| Task item |
In the essay on Peter Quinn's "In Search of the Banished Children," which book by Quinn is named as the source of that piece?
---------- Selected passage
“In Search of the Banished Children” by Peter Quinn

Prompt: Read and carefully analyze the first sentence of “In Search of the Banished Children.” What bearing does it have on the essay?

“Memory is unique to each one of us, it is familial, tribal, communal, the seepage into our minds of other memories, an intravenous inheritance, the past in our bloodstream, elixir, narcotic, stimulant, poison, antidote” (Quinn, 43). This first sentence from “In Search of the Banished Children” from Peter Quinn’s Looking for Jimmy encompasses the idea that memory, while it is an integral part of who people truly are, can leave scars on the psyches of those who have struggled.

For the most part, Quinn seems to deem the Irish Americans as fairly ignorant of their past and heritage. For example, he states that “the poor have traditionally lacked not only the education and time to record their lives, but also lacked the interest” (Quinn, 47). The unfortunate fact is that those who had experienced the Famine and held the memory of the event wanted neither to remember their story nor to inform others of their struggle, probably due to feelings of shame or inferiority.

And who could blame them? The Irish were seen by their British neighbors as a “problem, scourge, infection, perpetual nuisance, and source of national weakness and unrest” (Quinn, 53). And even after leaving the UK, those who had experienced the traumatic Famine were left with “the effects of their own powerlessness, [and] of humiliating dependency on landlords and government officials” (Quinn, 49) in America. The Famine Irish were stuck in a perpetual state of abhorrence by others and poverty, which left scars on their memories of the Famine and all events preceding and following it.
--------------------
---------- Supplied entries
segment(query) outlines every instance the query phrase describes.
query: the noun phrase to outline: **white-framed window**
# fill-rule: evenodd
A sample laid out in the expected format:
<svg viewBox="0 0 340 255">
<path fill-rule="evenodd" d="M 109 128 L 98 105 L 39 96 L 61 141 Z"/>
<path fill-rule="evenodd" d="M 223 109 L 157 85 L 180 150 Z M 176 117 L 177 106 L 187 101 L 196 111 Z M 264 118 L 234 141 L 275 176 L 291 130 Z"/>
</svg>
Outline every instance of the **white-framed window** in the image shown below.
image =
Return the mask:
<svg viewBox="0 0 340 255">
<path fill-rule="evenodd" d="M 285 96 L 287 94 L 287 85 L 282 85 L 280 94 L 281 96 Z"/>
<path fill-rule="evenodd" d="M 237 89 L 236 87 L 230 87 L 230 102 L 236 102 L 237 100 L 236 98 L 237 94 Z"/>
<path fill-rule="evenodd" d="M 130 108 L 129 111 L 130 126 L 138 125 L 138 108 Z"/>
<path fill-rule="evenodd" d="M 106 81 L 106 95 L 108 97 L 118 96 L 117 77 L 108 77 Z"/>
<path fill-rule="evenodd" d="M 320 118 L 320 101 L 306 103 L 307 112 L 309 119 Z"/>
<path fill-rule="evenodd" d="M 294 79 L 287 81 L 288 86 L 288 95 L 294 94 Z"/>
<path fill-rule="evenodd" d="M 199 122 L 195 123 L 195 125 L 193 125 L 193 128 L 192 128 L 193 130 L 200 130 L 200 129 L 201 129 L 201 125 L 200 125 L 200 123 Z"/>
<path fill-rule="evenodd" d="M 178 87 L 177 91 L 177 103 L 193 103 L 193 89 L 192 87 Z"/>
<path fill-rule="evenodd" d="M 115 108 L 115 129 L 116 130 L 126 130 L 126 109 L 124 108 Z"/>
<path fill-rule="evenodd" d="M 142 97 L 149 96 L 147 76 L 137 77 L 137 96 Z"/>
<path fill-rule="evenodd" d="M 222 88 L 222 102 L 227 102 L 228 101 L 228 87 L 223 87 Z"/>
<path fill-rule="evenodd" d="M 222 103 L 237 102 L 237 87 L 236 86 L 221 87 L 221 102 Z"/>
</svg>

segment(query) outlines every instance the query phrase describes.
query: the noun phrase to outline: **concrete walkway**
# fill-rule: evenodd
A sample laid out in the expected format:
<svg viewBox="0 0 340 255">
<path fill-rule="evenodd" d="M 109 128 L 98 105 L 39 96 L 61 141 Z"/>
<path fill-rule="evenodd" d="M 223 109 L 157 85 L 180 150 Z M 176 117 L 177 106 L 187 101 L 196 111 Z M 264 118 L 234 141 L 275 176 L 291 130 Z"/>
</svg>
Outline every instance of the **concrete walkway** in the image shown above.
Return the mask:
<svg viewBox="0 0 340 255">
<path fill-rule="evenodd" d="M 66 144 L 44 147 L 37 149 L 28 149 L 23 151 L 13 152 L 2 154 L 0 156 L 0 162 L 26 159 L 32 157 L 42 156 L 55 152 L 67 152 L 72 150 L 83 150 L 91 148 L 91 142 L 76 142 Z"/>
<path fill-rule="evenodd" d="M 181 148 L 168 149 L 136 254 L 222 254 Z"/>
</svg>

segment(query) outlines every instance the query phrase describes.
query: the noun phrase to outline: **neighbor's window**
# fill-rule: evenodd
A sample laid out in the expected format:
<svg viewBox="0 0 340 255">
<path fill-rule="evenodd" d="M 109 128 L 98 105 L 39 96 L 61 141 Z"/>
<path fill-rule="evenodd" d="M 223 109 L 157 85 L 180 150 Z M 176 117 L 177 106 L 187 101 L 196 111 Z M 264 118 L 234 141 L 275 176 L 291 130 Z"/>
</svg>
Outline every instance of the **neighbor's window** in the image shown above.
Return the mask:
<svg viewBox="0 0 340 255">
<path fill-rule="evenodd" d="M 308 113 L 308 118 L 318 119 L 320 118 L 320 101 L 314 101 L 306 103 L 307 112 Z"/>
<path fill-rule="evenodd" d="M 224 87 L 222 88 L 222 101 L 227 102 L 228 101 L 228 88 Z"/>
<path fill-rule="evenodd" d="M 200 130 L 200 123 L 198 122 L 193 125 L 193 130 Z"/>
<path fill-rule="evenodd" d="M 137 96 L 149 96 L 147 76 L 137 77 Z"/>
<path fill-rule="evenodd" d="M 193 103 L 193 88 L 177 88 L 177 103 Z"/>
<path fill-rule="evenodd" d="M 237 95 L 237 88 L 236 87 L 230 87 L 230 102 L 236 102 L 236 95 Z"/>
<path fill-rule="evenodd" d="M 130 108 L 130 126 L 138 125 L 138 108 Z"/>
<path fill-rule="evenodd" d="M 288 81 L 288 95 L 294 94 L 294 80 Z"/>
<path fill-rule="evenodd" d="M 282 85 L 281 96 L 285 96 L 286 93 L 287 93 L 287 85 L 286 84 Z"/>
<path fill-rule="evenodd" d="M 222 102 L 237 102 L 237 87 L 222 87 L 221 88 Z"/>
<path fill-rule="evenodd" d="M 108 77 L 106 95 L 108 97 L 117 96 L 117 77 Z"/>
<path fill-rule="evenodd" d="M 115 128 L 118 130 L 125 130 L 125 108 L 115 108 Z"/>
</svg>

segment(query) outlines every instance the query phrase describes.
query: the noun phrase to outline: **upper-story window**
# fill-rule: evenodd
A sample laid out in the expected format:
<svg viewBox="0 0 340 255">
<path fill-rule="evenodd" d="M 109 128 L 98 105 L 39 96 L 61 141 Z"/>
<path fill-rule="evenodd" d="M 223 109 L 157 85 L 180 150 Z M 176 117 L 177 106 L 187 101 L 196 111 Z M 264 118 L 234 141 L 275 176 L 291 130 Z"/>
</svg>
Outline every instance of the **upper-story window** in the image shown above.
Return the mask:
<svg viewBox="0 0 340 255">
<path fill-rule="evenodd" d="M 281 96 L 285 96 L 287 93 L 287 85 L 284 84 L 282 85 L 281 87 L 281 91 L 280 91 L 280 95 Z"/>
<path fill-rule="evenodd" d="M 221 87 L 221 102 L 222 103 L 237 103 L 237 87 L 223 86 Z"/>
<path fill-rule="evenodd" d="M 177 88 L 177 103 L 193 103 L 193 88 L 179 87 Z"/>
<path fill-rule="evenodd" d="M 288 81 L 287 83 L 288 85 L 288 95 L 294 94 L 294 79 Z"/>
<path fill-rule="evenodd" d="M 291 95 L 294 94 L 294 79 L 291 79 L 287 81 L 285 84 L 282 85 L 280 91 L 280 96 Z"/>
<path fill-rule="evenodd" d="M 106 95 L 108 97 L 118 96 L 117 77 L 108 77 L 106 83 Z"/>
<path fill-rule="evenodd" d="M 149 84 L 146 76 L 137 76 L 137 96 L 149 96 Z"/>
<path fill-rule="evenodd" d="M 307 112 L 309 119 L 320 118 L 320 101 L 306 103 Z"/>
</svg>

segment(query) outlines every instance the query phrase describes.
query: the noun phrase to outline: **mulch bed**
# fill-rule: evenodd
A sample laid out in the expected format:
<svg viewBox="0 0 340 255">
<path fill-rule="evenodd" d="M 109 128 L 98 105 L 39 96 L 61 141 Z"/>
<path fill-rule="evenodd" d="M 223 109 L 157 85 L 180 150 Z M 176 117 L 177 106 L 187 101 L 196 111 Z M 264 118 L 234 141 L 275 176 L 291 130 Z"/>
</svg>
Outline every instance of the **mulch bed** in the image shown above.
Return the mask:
--------------------
| Exercise response |
Looking for Jimmy